I was diagnosed with Type 1.5 on June 21, 2007 when I was sent to the emergency room with chest pains. I had a minor heart attack and my BG was 780 at the time. I had no idea that I was diabetic. A few months prior to that I came in a close second in an office eating contest. Everyone was always amazed that I could eat so much and stay thin.
What changed in your life after you got diagnosed?
I would say that being a diabetic made me healthier than before. I eat right, exercise and get regular checkups. I also discovered that diabetics seem to be a better class of people. Membership dues are pretty high though.
Humor seems to be a big part of your life. Did diabetes have anything to do with that or have you been a fun guy all the way?
I guess I’ve always been a little crazy. Humor is a huge part of my life and I’ve always believed that there is a humorous side to everything. When I was having my emergency stent surgery, I asked the doctor “Will I be able to play the piano after surgery?” He caught on right away and asked me if I had played before. If you run out of things to laugh about, laugh at yourself. There are so many jokes you can make about being diabetic. It’s just a funny/crazy disease!

(Referring expression pointing data)
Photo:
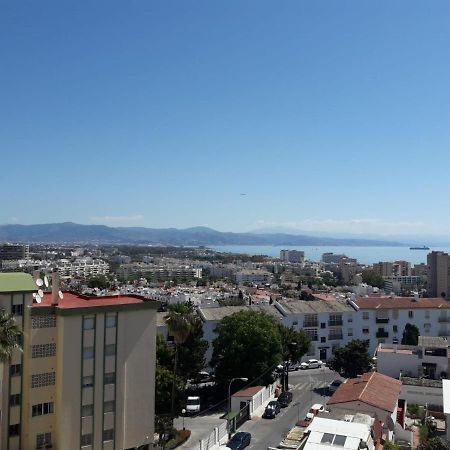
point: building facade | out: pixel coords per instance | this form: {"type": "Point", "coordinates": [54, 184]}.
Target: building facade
{"type": "Point", "coordinates": [86, 376]}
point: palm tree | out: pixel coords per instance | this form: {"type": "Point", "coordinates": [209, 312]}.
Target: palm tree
{"type": "Point", "coordinates": [10, 336]}
{"type": "Point", "coordinates": [180, 322]}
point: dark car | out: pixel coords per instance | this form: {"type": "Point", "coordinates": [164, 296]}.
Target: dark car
{"type": "Point", "coordinates": [285, 398]}
{"type": "Point", "coordinates": [239, 441]}
{"type": "Point", "coordinates": [272, 409]}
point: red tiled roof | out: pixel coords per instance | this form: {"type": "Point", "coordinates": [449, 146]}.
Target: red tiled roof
{"type": "Point", "coordinates": [72, 300]}
{"type": "Point", "coordinates": [249, 392]}
{"type": "Point", "coordinates": [373, 388]}
{"type": "Point", "coordinates": [401, 303]}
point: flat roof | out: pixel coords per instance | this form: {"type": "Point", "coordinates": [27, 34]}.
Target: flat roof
{"type": "Point", "coordinates": [446, 395]}
{"type": "Point", "coordinates": [401, 303]}
{"type": "Point", "coordinates": [17, 282]}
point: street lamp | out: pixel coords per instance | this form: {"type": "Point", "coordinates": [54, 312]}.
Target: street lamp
{"type": "Point", "coordinates": [229, 401]}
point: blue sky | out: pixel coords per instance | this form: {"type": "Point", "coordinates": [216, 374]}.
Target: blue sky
{"type": "Point", "coordinates": [331, 116]}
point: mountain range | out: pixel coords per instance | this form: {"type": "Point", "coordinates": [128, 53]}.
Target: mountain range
{"type": "Point", "coordinates": [69, 232]}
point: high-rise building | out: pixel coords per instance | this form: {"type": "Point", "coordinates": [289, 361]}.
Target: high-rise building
{"type": "Point", "coordinates": [86, 376]}
{"type": "Point", "coordinates": [438, 274]}
{"type": "Point", "coordinates": [292, 256]}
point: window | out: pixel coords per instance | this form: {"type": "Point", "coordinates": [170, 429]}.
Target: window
{"type": "Point", "coordinates": [108, 435]}
{"type": "Point", "coordinates": [86, 439]}
{"type": "Point", "coordinates": [109, 378]}
{"type": "Point", "coordinates": [17, 310]}
{"type": "Point", "coordinates": [88, 323]}
{"type": "Point", "coordinates": [14, 430]}
{"type": "Point", "coordinates": [43, 350]}
{"type": "Point", "coordinates": [109, 406]}
{"type": "Point", "coordinates": [43, 321]}
{"type": "Point", "coordinates": [88, 352]}
{"type": "Point", "coordinates": [88, 381]}
{"type": "Point", "coordinates": [15, 369]}
{"type": "Point", "coordinates": [87, 410]}
{"type": "Point", "coordinates": [110, 349]}
{"type": "Point", "coordinates": [14, 400]}
{"type": "Point", "coordinates": [43, 440]}
{"type": "Point", "coordinates": [110, 321]}
{"type": "Point", "coordinates": [42, 409]}
{"type": "Point", "coordinates": [43, 379]}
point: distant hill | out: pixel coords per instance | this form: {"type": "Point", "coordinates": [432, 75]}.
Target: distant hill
{"type": "Point", "coordinates": [69, 232]}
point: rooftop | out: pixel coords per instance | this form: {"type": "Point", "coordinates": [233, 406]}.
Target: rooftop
{"type": "Point", "coordinates": [17, 282]}
{"type": "Point", "coordinates": [372, 388]}
{"type": "Point", "coordinates": [401, 303]}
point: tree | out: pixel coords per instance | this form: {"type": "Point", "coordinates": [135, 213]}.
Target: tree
{"type": "Point", "coordinates": [435, 443]}
{"type": "Point", "coordinates": [410, 335]}
{"type": "Point", "coordinates": [294, 344]}
{"type": "Point", "coordinates": [10, 336]}
{"type": "Point", "coordinates": [180, 321]}
{"type": "Point", "coordinates": [248, 344]}
{"type": "Point", "coordinates": [351, 360]}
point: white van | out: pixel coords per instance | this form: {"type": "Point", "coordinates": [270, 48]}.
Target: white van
{"type": "Point", "coordinates": [193, 405]}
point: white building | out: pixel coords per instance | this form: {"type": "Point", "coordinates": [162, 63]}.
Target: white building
{"type": "Point", "coordinates": [429, 358]}
{"type": "Point", "coordinates": [383, 319]}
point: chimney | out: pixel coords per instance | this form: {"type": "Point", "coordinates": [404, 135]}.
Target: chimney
{"type": "Point", "coordinates": [55, 287]}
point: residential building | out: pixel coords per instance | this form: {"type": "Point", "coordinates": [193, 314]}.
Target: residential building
{"type": "Point", "coordinates": [383, 319]}
{"type": "Point", "coordinates": [438, 274]}
{"type": "Point", "coordinates": [292, 256]}
{"type": "Point", "coordinates": [86, 376]}
{"type": "Point", "coordinates": [373, 393]}
{"type": "Point", "coordinates": [427, 359]}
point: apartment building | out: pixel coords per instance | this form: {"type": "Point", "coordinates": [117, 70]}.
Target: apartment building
{"type": "Point", "coordinates": [383, 319]}
{"type": "Point", "coordinates": [86, 376]}
{"type": "Point", "coordinates": [292, 256]}
{"type": "Point", "coordinates": [438, 274]}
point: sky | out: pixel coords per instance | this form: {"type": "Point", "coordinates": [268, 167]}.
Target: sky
{"type": "Point", "coordinates": [332, 117]}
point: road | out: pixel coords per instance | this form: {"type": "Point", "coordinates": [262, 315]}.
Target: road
{"type": "Point", "coordinates": [307, 387]}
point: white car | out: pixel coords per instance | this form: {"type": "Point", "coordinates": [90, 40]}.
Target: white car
{"type": "Point", "coordinates": [311, 364]}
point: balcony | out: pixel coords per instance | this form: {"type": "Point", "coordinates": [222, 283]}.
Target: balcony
{"type": "Point", "coordinates": [381, 334]}
{"type": "Point", "coordinates": [335, 337]}
{"type": "Point", "coordinates": [382, 320]}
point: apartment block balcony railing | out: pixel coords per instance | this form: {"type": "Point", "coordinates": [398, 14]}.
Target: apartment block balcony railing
{"type": "Point", "coordinates": [382, 320]}
{"type": "Point", "coordinates": [335, 337]}
{"type": "Point", "coordinates": [335, 323]}
{"type": "Point", "coordinates": [382, 334]}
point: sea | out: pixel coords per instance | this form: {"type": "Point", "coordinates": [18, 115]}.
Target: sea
{"type": "Point", "coordinates": [364, 255]}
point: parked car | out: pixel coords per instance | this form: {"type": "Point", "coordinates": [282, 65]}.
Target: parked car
{"type": "Point", "coordinates": [272, 409]}
{"type": "Point", "coordinates": [311, 364]}
{"type": "Point", "coordinates": [239, 441]}
{"type": "Point", "coordinates": [285, 398]}
{"type": "Point", "coordinates": [332, 387]}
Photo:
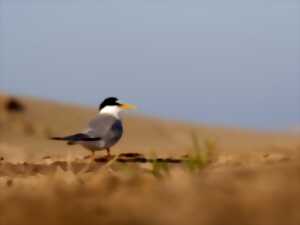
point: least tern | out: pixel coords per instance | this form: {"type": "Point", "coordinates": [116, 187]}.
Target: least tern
{"type": "Point", "coordinates": [103, 131]}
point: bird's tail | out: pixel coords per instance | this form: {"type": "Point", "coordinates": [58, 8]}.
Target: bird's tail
{"type": "Point", "coordinates": [72, 139]}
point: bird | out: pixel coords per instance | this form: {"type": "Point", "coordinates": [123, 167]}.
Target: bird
{"type": "Point", "coordinates": [104, 130]}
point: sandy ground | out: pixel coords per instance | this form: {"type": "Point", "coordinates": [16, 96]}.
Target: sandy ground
{"type": "Point", "coordinates": [247, 177]}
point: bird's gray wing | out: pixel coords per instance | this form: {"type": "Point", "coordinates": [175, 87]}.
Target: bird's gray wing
{"type": "Point", "coordinates": [101, 126]}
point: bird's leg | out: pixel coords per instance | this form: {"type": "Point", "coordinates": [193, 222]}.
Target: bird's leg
{"type": "Point", "coordinates": [93, 156]}
{"type": "Point", "coordinates": [108, 153]}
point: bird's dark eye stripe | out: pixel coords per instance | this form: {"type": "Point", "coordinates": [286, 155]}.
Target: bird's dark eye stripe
{"type": "Point", "coordinates": [112, 101]}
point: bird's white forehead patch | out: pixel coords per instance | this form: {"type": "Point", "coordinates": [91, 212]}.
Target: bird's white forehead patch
{"type": "Point", "coordinates": [113, 110]}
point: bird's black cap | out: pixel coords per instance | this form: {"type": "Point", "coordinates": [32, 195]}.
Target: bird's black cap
{"type": "Point", "coordinates": [110, 101]}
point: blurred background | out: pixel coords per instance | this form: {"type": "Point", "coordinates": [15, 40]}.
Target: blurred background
{"type": "Point", "coordinates": [232, 63]}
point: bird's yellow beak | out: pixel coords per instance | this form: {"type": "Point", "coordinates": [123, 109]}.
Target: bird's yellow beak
{"type": "Point", "coordinates": [127, 106]}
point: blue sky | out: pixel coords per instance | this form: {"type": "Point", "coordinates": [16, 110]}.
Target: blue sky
{"type": "Point", "coordinates": [229, 62]}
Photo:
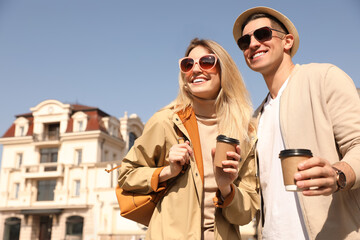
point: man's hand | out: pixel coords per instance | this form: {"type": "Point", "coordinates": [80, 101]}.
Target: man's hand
{"type": "Point", "coordinates": [316, 176]}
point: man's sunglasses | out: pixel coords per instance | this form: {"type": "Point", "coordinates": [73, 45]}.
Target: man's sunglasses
{"type": "Point", "coordinates": [261, 34]}
{"type": "Point", "coordinates": [206, 63]}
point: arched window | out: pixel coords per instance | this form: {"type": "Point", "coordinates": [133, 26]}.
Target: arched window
{"type": "Point", "coordinates": [12, 228]}
{"type": "Point", "coordinates": [74, 227]}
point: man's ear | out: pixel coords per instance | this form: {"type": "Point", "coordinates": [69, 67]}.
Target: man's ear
{"type": "Point", "coordinates": [289, 42]}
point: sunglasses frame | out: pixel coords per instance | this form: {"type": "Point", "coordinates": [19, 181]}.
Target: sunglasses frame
{"type": "Point", "coordinates": [269, 29]}
{"type": "Point", "coordinates": [197, 61]}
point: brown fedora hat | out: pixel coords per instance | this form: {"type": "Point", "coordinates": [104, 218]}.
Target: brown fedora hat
{"type": "Point", "coordinates": [237, 31]}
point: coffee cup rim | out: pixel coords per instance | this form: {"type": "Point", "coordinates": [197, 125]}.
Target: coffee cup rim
{"type": "Point", "coordinates": [223, 138]}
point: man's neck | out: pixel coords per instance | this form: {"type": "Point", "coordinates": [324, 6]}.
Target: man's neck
{"type": "Point", "coordinates": [274, 80]}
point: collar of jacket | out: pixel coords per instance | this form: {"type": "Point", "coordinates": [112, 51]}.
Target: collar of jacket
{"type": "Point", "coordinates": [189, 121]}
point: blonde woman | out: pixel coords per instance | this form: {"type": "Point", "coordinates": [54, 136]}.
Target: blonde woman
{"type": "Point", "coordinates": [205, 202]}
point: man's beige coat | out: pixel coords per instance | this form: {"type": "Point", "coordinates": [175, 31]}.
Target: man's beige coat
{"type": "Point", "coordinates": [320, 110]}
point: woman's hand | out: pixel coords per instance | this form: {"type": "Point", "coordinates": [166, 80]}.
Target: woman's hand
{"type": "Point", "coordinates": [179, 155]}
{"type": "Point", "coordinates": [226, 176]}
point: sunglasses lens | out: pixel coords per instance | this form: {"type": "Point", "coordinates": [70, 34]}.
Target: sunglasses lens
{"type": "Point", "coordinates": [263, 34]}
{"type": "Point", "coordinates": [244, 42]}
{"type": "Point", "coordinates": [186, 64]}
{"type": "Point", "coordinates": [207, 62]}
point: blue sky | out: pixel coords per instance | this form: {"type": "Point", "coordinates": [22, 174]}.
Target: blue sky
{"type": "Point", "coordinates": [123, 55]}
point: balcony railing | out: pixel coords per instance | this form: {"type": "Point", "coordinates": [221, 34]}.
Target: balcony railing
{"type": "Point", "coordinates": [44, 170]}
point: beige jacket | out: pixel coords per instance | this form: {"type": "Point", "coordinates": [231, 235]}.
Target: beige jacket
{"type": "Point", "coordinates": [178, 214]}
{"type": "Point", "coordinates": [320, 110]}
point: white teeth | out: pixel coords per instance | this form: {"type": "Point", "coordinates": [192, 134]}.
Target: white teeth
{"type": "Point", "coordinates": [198, 80]}
{"type": "Point", "coordinates": [258, 54]}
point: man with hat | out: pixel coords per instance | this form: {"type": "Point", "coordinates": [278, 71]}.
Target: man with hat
{"type": "Point", "coordinates": [312, 106]}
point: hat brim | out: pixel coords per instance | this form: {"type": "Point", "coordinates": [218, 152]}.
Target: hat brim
{"type": "Point", "coordinates": [237, 31]}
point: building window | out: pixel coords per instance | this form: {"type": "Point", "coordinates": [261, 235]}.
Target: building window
{"type": "Point", "coordinates": [52, 131]}
{"type": "Point", "coordinates": [78, 156]}
{"type": "Point", "coordinates": [132, 138]}
{"type": "Point", "coordinates": [12, 228]}
{"type": "Point", "coordinates": [80, 126]}
{"type": "Point", "coordinates": [46, 190]}
{"type": "Point", "coordinates": [74, 227]}
{"type": "Point", "coordinates": [48, 155]}
{"type": "Point", "coordinates": [16, 190]}
{"type": "Point", "coordinates": [76, 188]}
{"type": "Point", "coordinates": [106, 156]}
{"type": "Point", "coordinates": [19, 157]}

> _Problems to solve_
1) Using the diabetes interview text, mark each statement yes or no, and quote the words from the text that decide it. (a) The speaker's BG was 780 at the time of the emergency room visit. (b) The speaker won first place in an office eating contest. (c) The speaker says being diabetic led to a less healthy life.
2) Reproduce the diabetes interview text between "I would say" and "all the way?", inclusive, switching "regular checkups" to "routine checkups".

> _Numbered answers_
1)
(a) Yes: "my BG was 780 at the time."
(b) No: "I came in a close second in an office eating contest."
(c) No: "I would say that being a diabetic made me healthier than before."

2)
I would say that being a diabetic made me healthier than before. I eat right, exercise and get routine checkups. I also discovered that diabetics seem to be a better class of people. Membership dues are pretty high though.
Humor seems to be a big part of your life. Did diabetes have anything to do with that or have you been a fun guy all the way?